● The problem
Update the data below by swapping "dot" for "marker" and keeping everything else the same.

● Object pointing data rows

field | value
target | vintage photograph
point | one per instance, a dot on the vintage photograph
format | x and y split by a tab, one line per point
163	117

● Right answer
field | value
target | vintage photograph
point | one per instance, a marker on the vintage photograph
format | x and y split by a tab, one line per point
163	117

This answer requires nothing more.